Exercise details
Leaving out the pictures, transcribe all of the records faithfully.

Source data
---------------

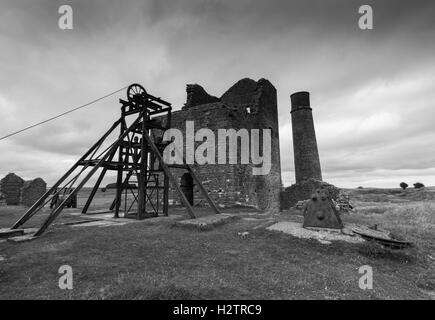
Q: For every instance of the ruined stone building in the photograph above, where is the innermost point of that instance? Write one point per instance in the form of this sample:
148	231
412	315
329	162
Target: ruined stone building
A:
10	188
247	104
308	172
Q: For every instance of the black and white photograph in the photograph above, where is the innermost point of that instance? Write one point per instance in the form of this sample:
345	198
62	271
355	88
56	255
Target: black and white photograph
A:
217	155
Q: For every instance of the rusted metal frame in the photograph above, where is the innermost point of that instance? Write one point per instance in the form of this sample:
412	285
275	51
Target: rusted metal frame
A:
127	178
171	177
141	208
37	205
54	214
97	185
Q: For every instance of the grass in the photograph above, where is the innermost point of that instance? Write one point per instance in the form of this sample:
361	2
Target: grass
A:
159	261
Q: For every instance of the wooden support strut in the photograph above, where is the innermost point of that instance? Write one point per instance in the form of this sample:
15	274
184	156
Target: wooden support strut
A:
170	176
58	209
36	206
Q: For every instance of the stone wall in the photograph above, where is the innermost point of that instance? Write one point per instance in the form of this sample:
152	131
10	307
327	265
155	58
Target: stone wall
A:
250	105
302	191
10	187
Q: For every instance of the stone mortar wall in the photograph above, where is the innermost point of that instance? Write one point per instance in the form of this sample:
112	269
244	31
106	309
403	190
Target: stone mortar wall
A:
15	191
250	105
302	191
10	187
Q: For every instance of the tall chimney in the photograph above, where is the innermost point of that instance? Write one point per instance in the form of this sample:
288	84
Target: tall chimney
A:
306	155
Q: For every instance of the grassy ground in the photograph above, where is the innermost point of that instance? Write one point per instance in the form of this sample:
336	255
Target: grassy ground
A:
147	260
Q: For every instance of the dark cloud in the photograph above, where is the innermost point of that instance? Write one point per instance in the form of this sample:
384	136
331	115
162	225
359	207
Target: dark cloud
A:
372	91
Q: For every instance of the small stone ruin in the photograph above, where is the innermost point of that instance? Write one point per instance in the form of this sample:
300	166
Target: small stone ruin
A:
15	191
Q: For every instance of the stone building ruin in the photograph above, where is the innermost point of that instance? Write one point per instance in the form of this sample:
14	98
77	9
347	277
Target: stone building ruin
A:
247	104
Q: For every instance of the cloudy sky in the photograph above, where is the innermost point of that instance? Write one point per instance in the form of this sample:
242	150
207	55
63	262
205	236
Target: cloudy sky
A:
372	91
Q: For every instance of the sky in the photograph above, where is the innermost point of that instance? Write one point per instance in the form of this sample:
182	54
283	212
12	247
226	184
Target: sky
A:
372	91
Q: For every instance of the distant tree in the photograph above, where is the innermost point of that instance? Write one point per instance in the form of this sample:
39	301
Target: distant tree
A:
418	185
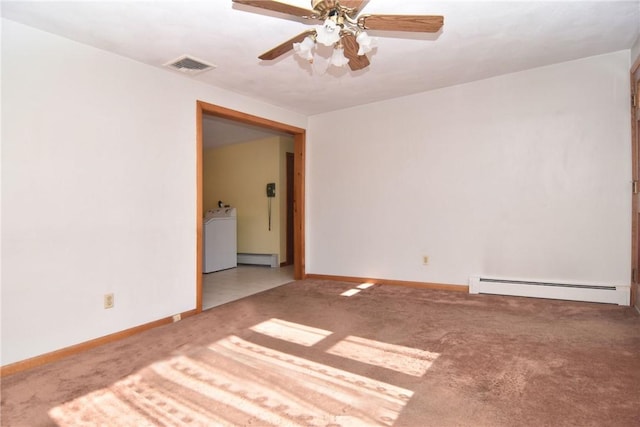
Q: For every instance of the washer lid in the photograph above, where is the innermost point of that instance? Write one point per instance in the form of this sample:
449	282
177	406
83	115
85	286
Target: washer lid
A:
223	213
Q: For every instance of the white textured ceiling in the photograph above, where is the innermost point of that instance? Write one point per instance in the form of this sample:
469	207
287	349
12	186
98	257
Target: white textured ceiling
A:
479	39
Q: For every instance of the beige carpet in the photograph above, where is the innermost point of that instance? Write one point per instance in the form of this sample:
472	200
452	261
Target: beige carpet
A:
305	355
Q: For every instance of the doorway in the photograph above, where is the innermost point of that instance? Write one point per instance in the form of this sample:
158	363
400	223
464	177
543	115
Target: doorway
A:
635	198
297	201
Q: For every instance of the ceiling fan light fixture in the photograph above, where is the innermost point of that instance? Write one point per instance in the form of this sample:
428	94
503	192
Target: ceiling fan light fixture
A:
337	58
328	33
365	43
304	49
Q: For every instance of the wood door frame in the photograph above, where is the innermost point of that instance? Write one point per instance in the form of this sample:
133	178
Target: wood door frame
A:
299	152
635	198
289	162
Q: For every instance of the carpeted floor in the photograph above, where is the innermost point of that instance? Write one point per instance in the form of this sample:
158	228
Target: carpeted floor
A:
304	355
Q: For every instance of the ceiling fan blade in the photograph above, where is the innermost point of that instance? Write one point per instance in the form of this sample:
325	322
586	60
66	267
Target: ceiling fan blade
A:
276	6
412	23
285	47
351	51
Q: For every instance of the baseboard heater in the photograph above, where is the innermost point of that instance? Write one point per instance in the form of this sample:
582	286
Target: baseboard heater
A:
609	294
259	259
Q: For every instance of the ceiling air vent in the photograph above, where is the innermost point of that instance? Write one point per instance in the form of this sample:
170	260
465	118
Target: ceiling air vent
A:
189	65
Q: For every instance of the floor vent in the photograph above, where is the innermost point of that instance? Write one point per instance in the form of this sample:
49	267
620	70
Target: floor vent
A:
259	259
189	65
609	294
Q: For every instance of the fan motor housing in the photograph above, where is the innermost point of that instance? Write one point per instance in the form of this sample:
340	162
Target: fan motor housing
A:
323	6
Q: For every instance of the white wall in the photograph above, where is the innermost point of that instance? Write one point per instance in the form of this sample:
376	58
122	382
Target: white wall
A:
526	175
98	190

---------------

The completed task
Q: For every instance of the ruined stone building in the photograph above, where is the innermost point of that instance? Write one point per instance in the form of this sample:
148	231
412	315
329	162
Target: ruined stone building
A:
10	188
247	104
308	172
Q: For every instance of the black and white photograph in the photograph above, where is the innermost point of that instance? Write one point per instance in the form of this sample:
345	198
62	271
355	88
56	255
Target: black and white photograph
A:
217	155
Q: For every instance of the rusted metal frame in the photograph above, where is the innermost point of that instance? Write one point per instance in the form of this sample:
412	285
275	51
Target: rusted metal frame
A:
127	178
171	177
141	208
37	205
54	214
97	185
Q: For every instance of the grass in the photograph above, where is the innermost point of that instance? Write one point per instance in the form of this sample:
361	2
Target: grass
A:
159	261
Q: For every instance of the wooden support strut in the photograph above, where is the innermost point of that instance? Write one point per instance in the form of this sample:
15	274
184	156
Target: wooden support strut
A:
170	176
58	209
36	206
Q: For every instance of the stone wall in the photograph above, where is the innermost point of that instance? Write one point per instance in the form of this sample:
152	131
10	307
327	265
155	58
Target: stone wall
A:
250	105
302	191
10	187
Q: For every instance of the stone mortar wall in the photograph above, where is the innermost point of that instance? Write one point per instance in the form of this sample:
112	269
244	31
106	309
403	190
Target: stone mortar wall
A:
15	191
250	105
302	191
10	187
Q: For every instance of the tall chimney in the photograph above, where is the innermost point of that instance? Write one point per instance in the form of this sample:
288	84
Target: tall chimney
A:
306	155
Q: For every instance of the grassy ground in the photograph above, where is the innermost point of that instance? Write one point per instance in the form of this sample:
336	255
Target: grassy ground
A:
147	260
Q: For every instance of the dark cloud in the photograph above, where is the innermost point of that instance? Write one point per instance in the form of this sample:
384	136
331	115
162	225
359	207
Target: dark cloud
A:
372	91
Q: For every instance of the small stone ruin in the photograph above, where is the innermost point of that instance? Write one point per instance in the form of this sample:
300	166
Target: small stone ruin
A:
15	191
Q: For every instance of the stone building ruin in the photograph above, where is the innermost point of that instance? Write one point per instance in the form of this sample:
14	98
77	9
347	277
Target: stone building ruin
A:
247	104
Q: For every instance of the cloudy sky in the photograph above, where is the innermost point of that instance? Write one point per instance in the form of this sample:
242	150
207	55
63	262
205	236
Target: cloudy sky
A:
372	91
Q: For every instance of the sky in the photograph above, where is the innermost point of that instance? Write one point per instance in the form of this sample:
182	54
283	212
12	247
226	184
Target: sky
A:
372	91
Q: For every instance of the distant tree in the photograph above, where is the innermost point of that instance? Write one point per instance in the form of this sample:
39	301
Target: distant tree
A:
418	185
Q: For every instance of the washer lid in the photograph above, where is the innermost point of that instance? Write one point per instance in the form of this sample:
449	282
177	406
83	115
85	286
Target: washer lid
A:
223	213
Q: For every instance of the white textured ceiling in the photograph above, where is the innermost point of that instance? Write one point per instance in the form of this sample:
469	207
287	349
12	186
98	257
Target: white textured ceiling
A:
479	39
Q: For every instance of the beige carpet in the photograph above, where is the innermost point of that instance? Write one point per instance in the form of this sample:
472	200
452	261
Target: beige carpet
A:
305	355
Q: For every instance of the doorway in the photograph above, where is the innermost point of that instance? Write one point per instance in the form of this sample:
158	363
400	223
464	177
543	115
Target: doorway
A:
635	198
297	201
Q: For every instance of the ceiling fan light fixture in the photograph above, where is the innermost point of that instance? Write one point per instance in the form of this sample:
428	94
503	192
Target: ceiling fan light fixture
A:
337	58
328	33
365	43
304	49
Q: For every instance of the wood door frame in the photograph above, where is the innermost point of that instance? Write one point per instance in the form of this sample:
133	178
Target: wood door frame
A:
299	152
635	198
289	162
Q: For every instance of the carpeted floor in the photograph above, where is the innermost point of that instance? Write one point per instance in the form of this sample:
158	228
Target: carpeted floor
A:
304	355
Q: For every instance of the ceiling fan blade in the photograph above, where is the innermost point of that instance? Write one point per instance in the form of this sample:
325	322
586	60
66	267
Target: ceiling fan blade
A:
276	6
412	23
285	47
351	51
Q: For every instance of the baseboard heater in the photograph above, where is the innermost point of that instance? Write one point per instance in the form of this sample:
582	286
Target: baseboard heater
A:
609	294
259	259
Q: For every instance of the ceiling air vent in the photograph above, where is the innermost point of that instance? Write one point per instance in the form of this sample:
170	260
465	118
Target: ceiling air vent
A:
189	65
Q: For every instance of the floor vent in the photograph above, where is the innermost point of that instance? Write one point per instance in the form of this sample:
49	267
620	70
Target: floor vent
A:
259	259
189	65
609	294
Q: For every instance of the fan motor housing in the photograph above, where is the innermost point of that instance? Write one point per instance in the form of this sample:
340	162
Target: fan motor housing
A:
323	6
Q: For every instance of the white wall in the photograph above, where is the innermost point of that instance? Write one point per instance in the form of this sample:
376	58
122	382
Target: white wall
A:
526	175
98	190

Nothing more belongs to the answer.